(Excerpts of location labeling data)
[Start]
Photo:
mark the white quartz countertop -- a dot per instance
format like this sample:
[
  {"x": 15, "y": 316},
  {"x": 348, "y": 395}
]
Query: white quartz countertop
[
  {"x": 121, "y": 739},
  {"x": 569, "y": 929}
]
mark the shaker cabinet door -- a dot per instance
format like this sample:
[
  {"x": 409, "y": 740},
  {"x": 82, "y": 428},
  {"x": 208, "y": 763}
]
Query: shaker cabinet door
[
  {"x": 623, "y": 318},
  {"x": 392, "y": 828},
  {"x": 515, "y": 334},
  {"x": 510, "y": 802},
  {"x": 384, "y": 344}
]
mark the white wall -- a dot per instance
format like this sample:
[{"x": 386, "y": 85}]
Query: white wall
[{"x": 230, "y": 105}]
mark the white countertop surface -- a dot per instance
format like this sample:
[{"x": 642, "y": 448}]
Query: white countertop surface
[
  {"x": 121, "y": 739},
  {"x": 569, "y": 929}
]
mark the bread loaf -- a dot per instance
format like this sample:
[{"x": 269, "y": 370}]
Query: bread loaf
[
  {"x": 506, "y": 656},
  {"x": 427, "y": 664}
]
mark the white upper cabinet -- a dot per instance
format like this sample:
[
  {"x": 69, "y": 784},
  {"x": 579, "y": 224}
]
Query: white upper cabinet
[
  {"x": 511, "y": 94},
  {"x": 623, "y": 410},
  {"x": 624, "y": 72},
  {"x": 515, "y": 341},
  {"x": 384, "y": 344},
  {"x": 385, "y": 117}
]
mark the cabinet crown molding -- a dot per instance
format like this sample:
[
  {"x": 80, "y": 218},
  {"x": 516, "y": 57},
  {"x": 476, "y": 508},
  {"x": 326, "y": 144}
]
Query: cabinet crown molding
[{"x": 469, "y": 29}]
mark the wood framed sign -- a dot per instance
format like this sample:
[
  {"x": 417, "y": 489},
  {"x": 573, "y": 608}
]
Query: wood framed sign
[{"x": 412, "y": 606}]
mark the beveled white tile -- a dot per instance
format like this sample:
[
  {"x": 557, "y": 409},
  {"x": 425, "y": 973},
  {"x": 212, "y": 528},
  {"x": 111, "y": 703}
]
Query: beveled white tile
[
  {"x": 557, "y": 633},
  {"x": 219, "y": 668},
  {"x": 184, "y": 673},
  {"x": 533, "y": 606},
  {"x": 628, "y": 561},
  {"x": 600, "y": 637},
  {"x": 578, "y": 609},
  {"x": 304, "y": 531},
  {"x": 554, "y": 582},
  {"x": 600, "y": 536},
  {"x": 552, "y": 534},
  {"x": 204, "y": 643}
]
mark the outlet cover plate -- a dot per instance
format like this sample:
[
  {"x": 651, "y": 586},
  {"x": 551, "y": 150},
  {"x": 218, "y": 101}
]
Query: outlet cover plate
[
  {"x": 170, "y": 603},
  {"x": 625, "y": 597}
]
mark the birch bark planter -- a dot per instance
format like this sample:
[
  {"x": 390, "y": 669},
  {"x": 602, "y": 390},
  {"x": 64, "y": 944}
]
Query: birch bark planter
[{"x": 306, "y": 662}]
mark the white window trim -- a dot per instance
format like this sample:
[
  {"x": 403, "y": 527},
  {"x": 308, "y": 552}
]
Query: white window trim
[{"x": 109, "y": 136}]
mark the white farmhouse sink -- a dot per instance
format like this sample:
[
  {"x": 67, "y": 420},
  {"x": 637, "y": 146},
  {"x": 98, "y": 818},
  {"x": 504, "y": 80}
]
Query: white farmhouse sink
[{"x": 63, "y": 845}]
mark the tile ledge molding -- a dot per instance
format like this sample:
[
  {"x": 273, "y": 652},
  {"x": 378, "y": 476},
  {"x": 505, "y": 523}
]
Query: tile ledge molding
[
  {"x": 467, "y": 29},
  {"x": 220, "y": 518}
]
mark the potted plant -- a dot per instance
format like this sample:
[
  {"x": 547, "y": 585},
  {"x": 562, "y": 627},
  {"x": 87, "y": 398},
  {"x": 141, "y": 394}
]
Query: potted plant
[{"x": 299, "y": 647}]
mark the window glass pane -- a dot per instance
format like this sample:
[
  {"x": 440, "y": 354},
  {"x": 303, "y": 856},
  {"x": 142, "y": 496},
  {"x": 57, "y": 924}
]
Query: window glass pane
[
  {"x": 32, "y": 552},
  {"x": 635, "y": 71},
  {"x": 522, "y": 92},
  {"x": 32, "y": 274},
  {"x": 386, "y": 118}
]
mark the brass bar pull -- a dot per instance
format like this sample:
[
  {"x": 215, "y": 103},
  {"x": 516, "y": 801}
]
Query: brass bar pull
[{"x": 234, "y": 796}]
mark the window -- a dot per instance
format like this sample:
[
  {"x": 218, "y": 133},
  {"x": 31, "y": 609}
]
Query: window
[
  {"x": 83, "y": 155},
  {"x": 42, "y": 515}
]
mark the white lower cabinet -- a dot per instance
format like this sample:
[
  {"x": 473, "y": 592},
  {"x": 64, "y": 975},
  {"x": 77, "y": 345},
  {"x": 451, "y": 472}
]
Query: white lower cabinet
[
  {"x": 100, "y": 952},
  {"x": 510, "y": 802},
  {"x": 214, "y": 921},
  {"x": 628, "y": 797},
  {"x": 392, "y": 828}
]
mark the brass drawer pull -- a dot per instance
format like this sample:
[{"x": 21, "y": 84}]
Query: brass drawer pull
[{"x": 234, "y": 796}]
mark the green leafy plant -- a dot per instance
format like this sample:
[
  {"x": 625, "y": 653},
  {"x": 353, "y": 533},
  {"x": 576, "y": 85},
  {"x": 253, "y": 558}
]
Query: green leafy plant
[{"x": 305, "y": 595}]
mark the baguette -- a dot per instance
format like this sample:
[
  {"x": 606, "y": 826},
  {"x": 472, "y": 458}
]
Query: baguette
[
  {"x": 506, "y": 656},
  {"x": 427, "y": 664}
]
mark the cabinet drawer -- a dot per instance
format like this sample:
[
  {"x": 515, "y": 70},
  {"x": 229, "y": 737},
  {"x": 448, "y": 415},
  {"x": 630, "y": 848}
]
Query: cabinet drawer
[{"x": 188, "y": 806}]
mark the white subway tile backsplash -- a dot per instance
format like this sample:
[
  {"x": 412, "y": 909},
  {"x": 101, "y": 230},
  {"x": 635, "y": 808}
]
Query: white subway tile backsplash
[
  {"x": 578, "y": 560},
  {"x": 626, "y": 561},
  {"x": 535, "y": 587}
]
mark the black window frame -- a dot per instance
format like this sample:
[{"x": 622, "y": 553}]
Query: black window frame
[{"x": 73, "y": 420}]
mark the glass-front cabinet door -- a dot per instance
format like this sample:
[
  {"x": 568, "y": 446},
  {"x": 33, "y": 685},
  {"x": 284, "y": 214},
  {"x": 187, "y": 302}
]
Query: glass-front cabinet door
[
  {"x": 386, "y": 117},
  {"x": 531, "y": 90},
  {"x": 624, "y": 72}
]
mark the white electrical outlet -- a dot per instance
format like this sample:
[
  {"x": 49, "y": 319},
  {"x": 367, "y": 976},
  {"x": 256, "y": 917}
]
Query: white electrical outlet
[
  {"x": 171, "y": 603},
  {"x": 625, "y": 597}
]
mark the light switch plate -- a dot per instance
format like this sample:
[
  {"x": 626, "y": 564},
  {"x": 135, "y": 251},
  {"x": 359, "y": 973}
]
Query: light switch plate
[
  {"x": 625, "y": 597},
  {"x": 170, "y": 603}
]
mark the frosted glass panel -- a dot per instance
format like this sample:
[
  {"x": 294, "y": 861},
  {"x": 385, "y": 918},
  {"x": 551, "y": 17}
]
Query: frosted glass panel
[End]
Could you quote the material above in full, exactly as it stands?

Photo:
mark the white quartz countertop -- a dot per instance
format like this sample:
[
  {"x": 15, "y": 316},
  {"x": 348, "y": 395}
]
Query: white quartz countertop
[
  {"x": 121, "y": 739},
  {"x": 569, "y": 929}
]
mark the shaker cabinet door -- a dot per instance
format like this sample:
[
  {"x": 409, "y": 740},
  {"x": 82, "y": 428},
  {"x": 208, "y": 763}
]
Query: shaker cabinet door
[
  {"x": 623, "y": 318},
  {"x": 392, "y": 828},
  {"x": 515, "y": 334},
  {"x": 510, "y": 802},
  {"x": 384, "y": 344}
]
mark the white wall -- a dot per instance
format like this sample:
[{"x": 386, "y": 85}]
Query: white wall
[{"x": 230, "y": 105}]
mark the white countertop surface -- a dot per instance
format like this sample:
[{"x": 642, "y": 448}]
Query: white countertop surface
[
  {"x": 121, "y": 739},
  {"x": 569, "y": 929}
]
mark the bread loaf -- a dot per instance
format like this sample:
[{"x": 269, "y": 370}]
Query: bread loaf
[
  {"x": 506, "y": 656},
  {"x": 427, "y": 664}
]
mark the white upper cabinet -- a dot per instance
format like this sample:
[
  {"x": 69, "y": 784},
  {"x": 579, "y": 224}
]
Query: white upper cabinet
[
  {"x": 511, "y": 94},
  {"x": 623, "y": 410},
  {"x": 624, "y": 72},
  {"x": 515, "y": 341},
  {"x": 384, "y": 344},
  {"x": 385, "y": 117}
]
mark the cabinet crown molding -- a dot per instance
format like this sample:
[
  {"x": 80, "y": 218},
  {"x": 516, "y": 57},
  {"x": 476, "y": 508},
  {"x": 326, "y": 144}
]
Query: cabinet crown molding
[{"x": 469, "y": 29}]
mark the wood framed sign -- a dot per instance
format like this sample:
[
  {"x": 417, "y": 489},
  {"x": 573, "y": 608}
]
Query: wood framed sign
[{"x": 412, "y": 606}]
mark the beveled white tile -- a dot per instance
format like this sample:
[
  {"x": 557, "y": 409},
  {"x": 425, "y": 973},
  {"x": 212, "y": 528},
  {"x": 111, "y": 703}
]
Query: beveled white tile
[
  {"x": 557, "y": 633},
  {"x": 219, "y": 668},
  {"x": 184, "y": 673},
  {"x": 533, "y": 606},
  {"x": 628, "y": 561},
  {"x": 600, "y": 637},
  {"x": 578, "y": 609},
  {"x": 304, "y": 531},
  {"x": 554, "y": 582},
  {"x": 600, "y": 536},
  {"x": 552, "y": 534},
  {"x": 204, "y": 643}
]
mark the outlet cover plate -- a dot per instance
format like this sample:
[
  {"x": 651, "y": 586},
  {"x": 551, "y": 150},
  {"x": 218, "y": 101}
]
Query: outlet cover plate
[
  {"x": 170, "y": 603},
  {"x": 625, "y": 597}
]
mark the birch bark planter -- a dot per instance
format like this sample:
[
  {"x": 390, "y": 669},
  {"x": 602, "y": 390},
  {"x": 64, "y": 944}
]
Query: birch bark planter
[{"x": 306, "y": 662}]
mark the white window trim -- a dot per instance
format like this sample:
[
  {"x": 403, "y": 527},
  {"x": 308, "y": 552}
]
Query: white window trim
[{"x": 109, "y": 136}]
mark the white farmhouse sink -- a dot per instance
format like this sample:
[
  {"x": 67, "y": 420},
  {"x": 637, "y": 146},
  {"x": 98, "y": 818},
  {"x": 504, "y": 80}
]
Query: white farmhouse sink
[{"x": 63, "y": 845}]
mark the tile ledge molding -- a dot per instance
format like this sample:
[
  {"x": 273, "y": 652},
  {"x": 378, "y": 476},
  {"x": 505, "y": 523}
]
Query: tile ledge molding
[
  {"x": 467, "y": 29},
  {"x": 220, "y": 518}
]
mark the potted plant -- a dot per instance
format like this sample:
[
  {"x": 547, "y": 585},
  {"x": 562, "y": 627},
  {"x": 87, "y": 398},
  {"x": 141, "y": 394}
]
Query: potted plant
[{"x": 299, "y": 647}]
mark the window glass pane -- a dot per instance
format like this sample:
[
  {"x": 440, "y": 354},
  {"x": 303, "y": 856},
  {"x": 142, "y": 496},
  {"x": 57, "y": 924}
]
Query: window glass pane
[
  {"x": 32, "y": 552},
  {"x": 635, "y": 71},
  {"x": 522, "y": 92},
  {"x": 32, "y": 274},
  {"x": 386, "y": 118}
]
mark the brass bar pull -- a dot per instance
format like this sample:
[
  {"x": 215, "y": 103},
  {"x": 516, "y": 801}
]
Query: brass bar pull
[{"x": 234, "y": 796}]
mark the window -- a dot per instance
format like this sample:
[
  {"x": 218, "y": 133},
  {"x": 31, "y": 609}
]
Query: window
[
  {"x": 83, "y": 155},
  {"x": 42, "y": 515}
]
mark the white lower cabinet -- a dot per instance
format like this sample:
[
  {"x": 473, "y": 592},
  {"x": 64, "y": 975},
  {"x": 77, "y": 345},
  {"x": 451, "y": 472}
]
Query: white lower cabinet
[
  {"x": 100, "y": 952},
  {"x": 510, "y": 802},
  {"x": 214, "y": 921},
  {"x": 628, "y": 797},
  {"x": 392, "y": 828}
]
mark the brass drawer pull -- a dot per instance
format like this sample:
[{"x": 21, "y": 84}]
Query: brass drawer pull
[{"x": 234, "y": 796}]
mark the green leafy plant -- a dot per instance
format like this sample:
[
  {"x": 625, "y": 653},
  {"x": 353, "y": 533},
  {"x": 576, "y": 85},
  {"x": 253, "y": 558}
]
Query: green leafy plant
[{"x": 305, "y": 595}]
mark the baguette -- a dot per instance
format like this sample:
[
  {"x": 606, "y": 826},
  {"x": 472, "y": 458}
]
Query: baguette
[
  {"x": 506, "y": 656},
  {"x": 427, "y": 664}
]
mark the cabinet drawer -- a dot per instance
format like this sample:
[
  {"x": 515, "y": 70},
  {"x": 229, "y": 737},
  {"x": 448, "y": 415},
  {"x": 630, "y": 848}
]
Query: cabinet drawer
[{"x": 188, "y": 806}]
mark the white subway tile backsplash -- a dot per instance
format like this sample:
[
  {"x": 412, "y": 909},
  {"x": 101, "y": 230},
  {"x": 635, "y": 808}
]
Query: white subway tile backsplash
[
  {"x": 578, "y": 560},
  {"x": 626, "y": 561},
  {"x": 535, "y": 587}
]
mark the black window frame -- a dot per instance
format like this sample:
[{"x": 622, "y": 553}]
Query: black window frame
[{"x": 73, "y": 420}]
mark the glass-front cabinet door -- a dot per instance
format like this sample:
[
  {"x": 568, "y": 446},
  {"x": 33, "y": 685},
  {"x": 284, "y": 214},
  {"x": 187, "y": 302}
]
Query: glass-front cabinet door
[
  {"x": 386, "y": 117},
  {"x": 531, "y": 90},
  {"x": 624, "y": 72}
]
mark the white electrical outlet -- a dot per instance
format like this sample:
[
  {"x": 49, "y": 319},
  {"x": 367, "y": 976},
  {"x": 256, "y": 917}
]
Query: white electrical outlet
[
  {"x": 171, "y": 603},
  {"x": 625, "y": 597}
]
mark the light switch plate -- a dot per instance
format like this sample:
[
  {"x": 626, "y": 564},
  {"x": 135, "y": 251},
  {"x": 359, "y": 973}
]
Query: light switch plate
[
  {"x": 625, "y": 597},
  {"x": 170, "y": 603}
]
mark the frosted glass panel -- a dot per instance
format like this sample:
[
  {"x": 294, "y": 861},
  {"x": 385, "y": 918},
  {"x": 551, "y": 17}
]
Query: frosted glass panel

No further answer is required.